== PROVIDED INFORMATION

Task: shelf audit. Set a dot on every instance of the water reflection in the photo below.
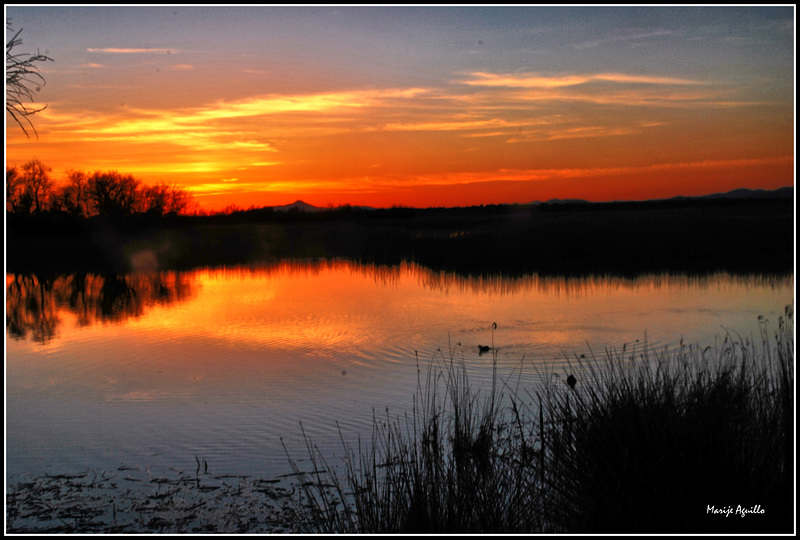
(35, 305)
(220, 362)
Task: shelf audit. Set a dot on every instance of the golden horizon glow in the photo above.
(374, 119)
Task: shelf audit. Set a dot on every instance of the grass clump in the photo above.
(695, 440)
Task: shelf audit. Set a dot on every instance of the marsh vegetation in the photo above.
(636, 441)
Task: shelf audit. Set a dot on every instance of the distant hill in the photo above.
(297, 206)
(785, 192)
(752, 194)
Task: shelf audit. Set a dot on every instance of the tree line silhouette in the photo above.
(31, 192)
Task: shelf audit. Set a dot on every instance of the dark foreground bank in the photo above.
(683, 236)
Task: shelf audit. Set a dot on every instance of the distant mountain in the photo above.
(785, 192)
(561, 201)
(752, 194)
(297, 206)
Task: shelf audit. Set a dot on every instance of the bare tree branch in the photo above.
(22, 81)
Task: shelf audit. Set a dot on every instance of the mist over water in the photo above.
(156, 368)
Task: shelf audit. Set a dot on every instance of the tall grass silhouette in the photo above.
(638, 441)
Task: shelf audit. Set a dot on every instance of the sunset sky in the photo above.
(445, 106)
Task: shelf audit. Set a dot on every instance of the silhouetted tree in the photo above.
(22, 81)
(113, 194)
(13, 190)
(73, 196)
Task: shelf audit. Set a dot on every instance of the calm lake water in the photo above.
(156, 369)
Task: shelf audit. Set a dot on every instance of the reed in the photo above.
(642, 441)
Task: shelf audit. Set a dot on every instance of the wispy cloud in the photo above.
(624, 37)
(146, 50)
(537, 80)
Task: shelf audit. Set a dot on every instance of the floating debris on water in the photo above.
(101, 502)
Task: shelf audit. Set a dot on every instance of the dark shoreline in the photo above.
(695, 236)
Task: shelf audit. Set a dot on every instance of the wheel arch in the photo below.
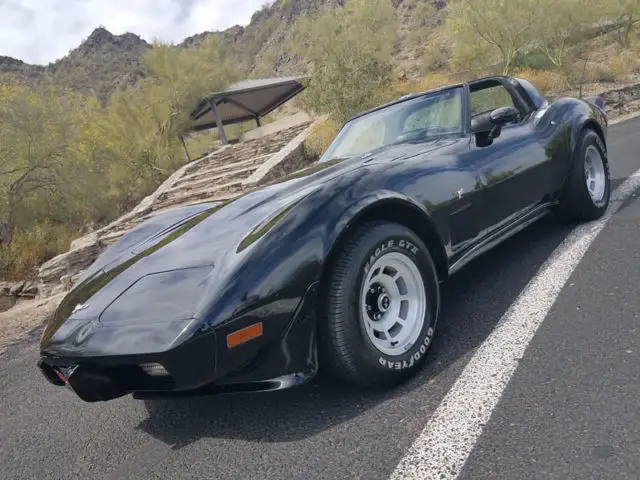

====

◆ **EXERCISE PROMPT**: From the first record to the last, print everything again exactly, without pictures.

◆ **PROBLEM SOLUTION**:
Task: shelf audit. Set a dot on every instance of the water reflection in the photo below.
(35, 305)
(220, 362)
Task: shelf audit. Set a dot on every instance of the golden horizon glow in the photo above.
(374, 119)
Task: shelf audit. Set a dot on every instance of the grass clump in the photo above.
(695, 440)
Task: shelf audit. Set a dot on every instance of the marsh vegetation in the photo above.
(636, 441)
Task: shelf audit. Set a dot on every instance of the distant hill in the photo above.
(297, 206)
(785, 192)
(752, 194)
Task: shelf audit. Set a dot on every instance of the tree line silhouette in the photo above.
(31, 192)
Task: shelf audit. Set a dot on every instance of the dark foreground bank in the photo above.
(683, 236)
Task: shelf audit. Set a dot on every instance of the distant mountain in the photo above.
(785, 192)
(561, 201)
(752, 194)
(297, 206)
Task: shelf audit. Set a dot on every instance of the bare tree branch in the photo above.
(22, 81)
Task: shelf audit. Set a dot on every instance of the mist over water in the photo above.
(156, 368)
Task: shelf audit. Set a dot on every instance of the tall grass silhouette in the photo above.
(638, 441)
Task: shelf audit. Set a dot on every instance of the sunset sky in the photo above.
(445, 106)
Task: shelf audit. Set a dot on every instance of the silhouetted tree in the photo above.
(22, 81)
(113, 194)
(13, 190)
(73, 196)
Task: shelf audit. Set a dot on every instance of the calm lake water in the photo above.
(156, 369)
Task: shelf audit. Set a dot on every instance of the reed in the photo above.
(642, 441)
Task: shelf audit. Set a dot on every instance of the wispy cloud in the photo above.
(624, 37)
(146, 50)
(537, 80)
Task: shelf audit. Set a dot on every instance of the floating debris on water in the photo above.
(101, 502)
Task: shelf audit. Set a dot on every instance of the dark shoreline in the photo above.
(695, 236)
Task: shelf audit. Set a dot on every instance of the wheel arch in the photo below.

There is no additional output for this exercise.